> [Document]:
◇ ◇ ◇ ◇
Am I being unreasonable to feel hurt that 2 friends of 20 years have booked holidays instead of coming to my 70th Birthday celebrations

Fleur20 Sun 14-Sept-25 12:56:21

While your 70th birthday is a big landmark for you it is not an earth-shattering moment for anyone else on the planet.
Other people will have other priorities, in this case their family holiday.
They probably do care about you, and wish you well on your birthday and every other day, but they want a holiday!
Have a lovely birthday and enjoy the company at your party... count your blessings!

Grammaretto Sun 14-Sept-25 11:52:19

Great idea ! I hope it goes well Franbern

I also moved my 70th birthday forward to fit in with school terms as much as I could. Most people came to my June garden party but there are always some who either loathe social gatherings or have something better to do. Sigh!
◇ ◇ ◇ ◇
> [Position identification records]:
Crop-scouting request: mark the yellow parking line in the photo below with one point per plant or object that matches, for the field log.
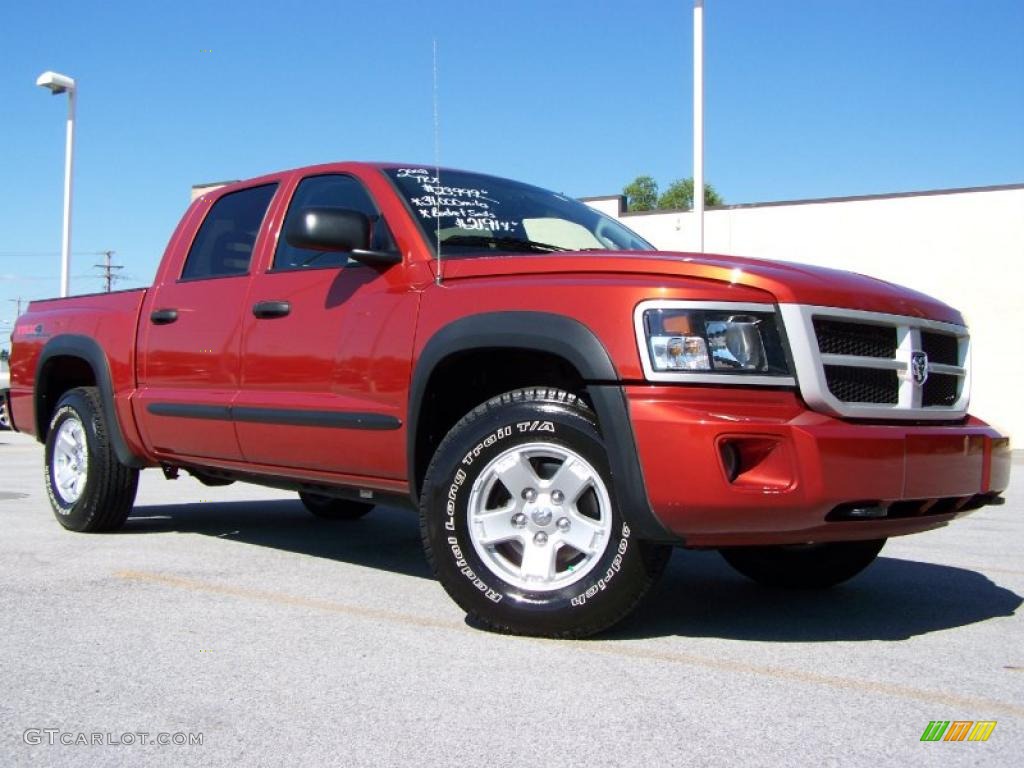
(615, 648)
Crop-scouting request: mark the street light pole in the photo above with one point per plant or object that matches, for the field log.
(698, 120)
(62, 84)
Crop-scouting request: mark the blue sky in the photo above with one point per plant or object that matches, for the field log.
(804, 98)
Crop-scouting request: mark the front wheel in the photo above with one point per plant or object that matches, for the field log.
(806, 565)
(520, 524)
(89, 488)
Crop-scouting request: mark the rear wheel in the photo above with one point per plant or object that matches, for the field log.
(334, 509)
(520, 524)
(89, 488)
(806, 565)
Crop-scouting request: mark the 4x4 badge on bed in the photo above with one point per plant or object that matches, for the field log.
(919, 368)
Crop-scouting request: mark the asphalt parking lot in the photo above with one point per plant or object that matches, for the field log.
(285, 640)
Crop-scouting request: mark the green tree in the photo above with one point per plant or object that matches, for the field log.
(641, 194)
(679, 196)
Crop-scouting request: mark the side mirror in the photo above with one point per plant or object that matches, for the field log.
(337, 229)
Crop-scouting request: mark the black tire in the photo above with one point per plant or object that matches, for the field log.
(103, 499)
(334, 509)
(580, 593)
(804, 566)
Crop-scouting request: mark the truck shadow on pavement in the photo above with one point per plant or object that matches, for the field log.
(699, 596)
(893, 599)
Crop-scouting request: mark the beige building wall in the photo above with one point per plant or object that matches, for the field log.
(965, 247)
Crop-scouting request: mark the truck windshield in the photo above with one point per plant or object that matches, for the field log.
(470, 214)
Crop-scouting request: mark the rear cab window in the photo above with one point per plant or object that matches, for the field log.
(223, 245)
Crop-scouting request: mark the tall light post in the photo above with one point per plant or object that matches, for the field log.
(62, 84)
(698, 119)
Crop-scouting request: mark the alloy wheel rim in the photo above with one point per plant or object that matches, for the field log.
(70, 465)
(540, 516)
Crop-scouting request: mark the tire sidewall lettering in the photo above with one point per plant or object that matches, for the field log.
(455, 523)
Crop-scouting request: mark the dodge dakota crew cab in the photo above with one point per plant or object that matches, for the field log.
(560, 401)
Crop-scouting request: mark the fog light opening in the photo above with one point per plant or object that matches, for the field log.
(730, 460)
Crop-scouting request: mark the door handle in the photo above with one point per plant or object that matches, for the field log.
(268, 309)
(164, 316)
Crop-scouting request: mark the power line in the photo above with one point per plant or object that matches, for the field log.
(110, 274)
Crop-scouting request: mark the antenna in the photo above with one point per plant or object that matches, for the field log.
(437, 170)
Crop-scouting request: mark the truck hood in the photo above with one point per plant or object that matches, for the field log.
(787, 283)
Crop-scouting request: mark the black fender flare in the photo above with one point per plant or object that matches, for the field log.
(85, 348)
(573, 342)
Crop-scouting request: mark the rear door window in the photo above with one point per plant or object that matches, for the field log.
(223, 246)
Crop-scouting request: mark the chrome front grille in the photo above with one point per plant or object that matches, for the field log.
(872, 366)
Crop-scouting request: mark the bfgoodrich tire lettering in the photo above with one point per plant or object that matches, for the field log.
(89, 489)
(519, 521)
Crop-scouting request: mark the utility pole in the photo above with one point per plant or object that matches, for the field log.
(698, 120)
(109, 269)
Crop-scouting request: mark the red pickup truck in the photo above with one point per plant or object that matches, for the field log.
(561, 402)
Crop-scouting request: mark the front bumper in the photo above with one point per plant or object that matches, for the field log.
(745, 466)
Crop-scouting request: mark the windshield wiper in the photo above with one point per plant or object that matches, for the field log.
(504, 244)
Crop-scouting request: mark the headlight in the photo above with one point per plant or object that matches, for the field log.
(678, 337)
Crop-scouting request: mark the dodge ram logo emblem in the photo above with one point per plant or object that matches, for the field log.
(919, 368)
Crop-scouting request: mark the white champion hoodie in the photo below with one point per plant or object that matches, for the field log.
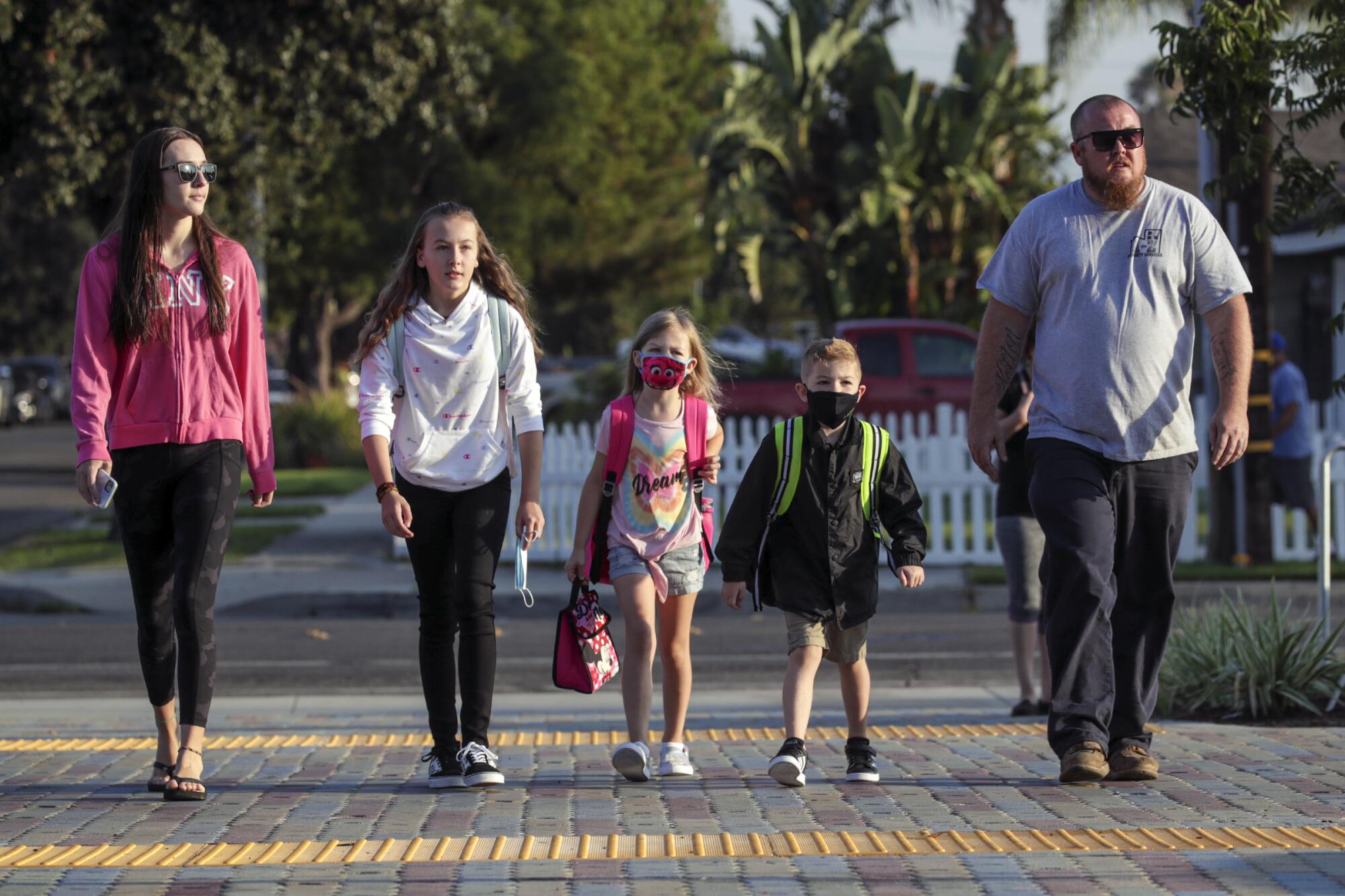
(449, 432)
◇ ◇ ◇ ◇
> [Set tasks]:
- A) Please set down, word for word, the stretch of the forum thread from "Fleur20 Sun 14-Sept-25" through "count your blessings!".
- B) What kind of party did Grammaretto hold for their 70th birthday, according to the forum thread?
- C) Name every username that appears in the forum thread.

> [Problem solutions]:
- A)
Fleur20 Sun 14-Sept-25 12:56:21

While your 70th birthday is a big landmark for you it is not an earth-shattering moment for anyone else on the planet.
Other people will have other priorities, in this case their family holiday.
They probably do care about you, and wish you well on your birthday and every other day, but they want a holiday!
Have a lovely birthday and enjoy the company at your party... count your blessings!

- B) A June garden party.

- C) Fleur20, Grammaretto, Franbern